Lines before the one containing "Put a dot on the shrub, one" are excluded; retype that line and all remaining lines of the material exactly.

>> begin Data entries

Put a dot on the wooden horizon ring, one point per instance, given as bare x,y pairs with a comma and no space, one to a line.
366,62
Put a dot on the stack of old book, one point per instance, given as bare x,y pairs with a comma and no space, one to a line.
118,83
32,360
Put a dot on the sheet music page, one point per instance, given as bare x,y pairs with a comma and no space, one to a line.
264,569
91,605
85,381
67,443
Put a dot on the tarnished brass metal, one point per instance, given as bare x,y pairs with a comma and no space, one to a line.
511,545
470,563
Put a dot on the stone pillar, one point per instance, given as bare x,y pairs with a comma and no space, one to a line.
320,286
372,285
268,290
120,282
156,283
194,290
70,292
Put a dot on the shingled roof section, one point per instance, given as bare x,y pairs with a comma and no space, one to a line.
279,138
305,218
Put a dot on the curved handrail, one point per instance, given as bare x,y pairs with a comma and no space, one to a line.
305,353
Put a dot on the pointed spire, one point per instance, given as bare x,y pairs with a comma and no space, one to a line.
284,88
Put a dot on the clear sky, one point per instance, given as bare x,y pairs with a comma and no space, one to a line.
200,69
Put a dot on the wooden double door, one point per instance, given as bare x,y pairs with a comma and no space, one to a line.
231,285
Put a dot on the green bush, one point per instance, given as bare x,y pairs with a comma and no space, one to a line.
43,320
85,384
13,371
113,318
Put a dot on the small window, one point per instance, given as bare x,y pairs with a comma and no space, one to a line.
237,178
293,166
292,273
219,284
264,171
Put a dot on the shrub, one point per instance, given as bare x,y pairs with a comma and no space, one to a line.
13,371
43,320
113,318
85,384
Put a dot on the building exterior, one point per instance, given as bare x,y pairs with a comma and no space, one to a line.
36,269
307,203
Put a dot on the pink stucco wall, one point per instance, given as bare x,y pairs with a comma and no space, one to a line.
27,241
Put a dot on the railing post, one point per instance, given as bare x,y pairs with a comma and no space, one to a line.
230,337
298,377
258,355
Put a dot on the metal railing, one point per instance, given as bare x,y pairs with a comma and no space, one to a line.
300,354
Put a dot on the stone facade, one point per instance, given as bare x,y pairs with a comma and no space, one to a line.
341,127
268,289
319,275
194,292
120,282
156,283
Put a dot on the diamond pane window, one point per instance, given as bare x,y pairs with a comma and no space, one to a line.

>> end Data entries

## [Output for this task]
Put a dot on the shrub, one point per instance, given as bare x,y pairs with a comma and no space, one to a line.
13,371
43,320
113,318
85,384
Put a dot on the building exterior, one point per instance, given as bare x,y pairs with a comma and no space, one to a line.
36,269
307,203
Put a dot on the pink stucco wall, one point per instance, given as bare x,y pairs with a comma and no space, one to a line.
27,241
Put a dot on the railing post, one point per instance, given as bare x,y pairs with a comma and no space, one to a line.
230,337
298,377
258,355
Put a dot on the metal railing, one point per instance, given as bare x,y pairs with a comma and no space, one to a line.
300,354
Put a dot on the stone facade, one point per instance, given as bare x,y pairs with a comma and no space, one to a line.
341,127
268,289
319,275
194,292
120,282
156,283
Put a dot on the diamond pane window, one point per instance, given as bare x,y pairs with a comma and no space, one to a line.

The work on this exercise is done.